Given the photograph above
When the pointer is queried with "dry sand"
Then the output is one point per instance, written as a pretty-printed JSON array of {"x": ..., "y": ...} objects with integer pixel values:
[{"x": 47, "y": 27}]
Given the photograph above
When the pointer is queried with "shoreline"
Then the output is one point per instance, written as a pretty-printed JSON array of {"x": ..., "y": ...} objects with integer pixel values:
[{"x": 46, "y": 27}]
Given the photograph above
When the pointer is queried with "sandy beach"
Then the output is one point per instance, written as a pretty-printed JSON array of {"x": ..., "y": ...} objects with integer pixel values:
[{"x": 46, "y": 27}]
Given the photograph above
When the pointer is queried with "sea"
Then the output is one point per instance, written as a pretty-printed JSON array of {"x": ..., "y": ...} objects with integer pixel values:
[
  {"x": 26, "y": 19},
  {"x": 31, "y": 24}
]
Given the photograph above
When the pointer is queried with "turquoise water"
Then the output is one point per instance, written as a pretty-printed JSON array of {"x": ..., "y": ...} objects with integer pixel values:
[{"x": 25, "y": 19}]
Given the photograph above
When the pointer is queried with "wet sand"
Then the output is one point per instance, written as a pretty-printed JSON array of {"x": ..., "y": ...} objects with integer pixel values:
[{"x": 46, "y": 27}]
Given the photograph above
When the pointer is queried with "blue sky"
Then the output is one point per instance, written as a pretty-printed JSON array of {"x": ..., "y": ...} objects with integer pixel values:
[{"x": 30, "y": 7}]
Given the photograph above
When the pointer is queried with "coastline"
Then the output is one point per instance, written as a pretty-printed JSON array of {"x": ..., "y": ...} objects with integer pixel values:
+++++
TASK GOAL:
Every record shown above must be echoed exactly.

ANSWER:
Given the photograph above
When the pointer is queried with "dry sand"
Then the output is one point per instance, written as a pretty-printed JSON array of {"x": ..., "y": ...} objects with integer pixel values:
[{"x": 47, "y": 27}]
Given the photograph above
When the pointer is queried with "shoreline"
Then the output is one point per instance, written as a pretty-printed JSON array of {"x": ..., "y": ...} objects with integer pixel values:
[{"x": 46, "y": 27}]
Given the photograph above
When the pointer is queried with "sandy beach"
Then the output is one point per instance, written as a pretty-printed JSON array of {"x": ..., "y": ...} objects with integer pixel values:
[{"x": 46, "y": 27}]
Given the photograph above
When the pointer is queried with "sea"
Then the output is one point per instance, written as a pretty-printed JSON array of {"x": ..., "y": ...} objects with integer pixel values:
[
  {"x": 26, "y": 19},
  {"x": 31, "y": 24}
]
Given the photograph above
When the pointer is queried with "turquoise water"
Then the output is one point per instance, written as a pretty-printed JSON array of {"x": ..., "y": ...} objects with integer pixel values:
[{"x": 25, "y": 19}]
Given the photograph above
When the pointer is queried with "wet sand"
Then the output is one point per instance, written as a pretty-printed JSON array of {"x": ..., "y": ...} objects with integer pixel values:
[{"x": 46, "y": 27}]
Given the photograph above
When the pointer is queried with "blue sky"
Then the output is one point per instance, written as a pretty-printed JSON array of {"x": ..., "y": ...} objects with integer pixel values:
[{"x": 30, "y": 7}]
Given the photograph above
When the pointer is queried with "coastline"
Then the output is one point per instance, written as a pretty-printed JSON array of {"x": ..., "y": ...} objects with integer pixel values:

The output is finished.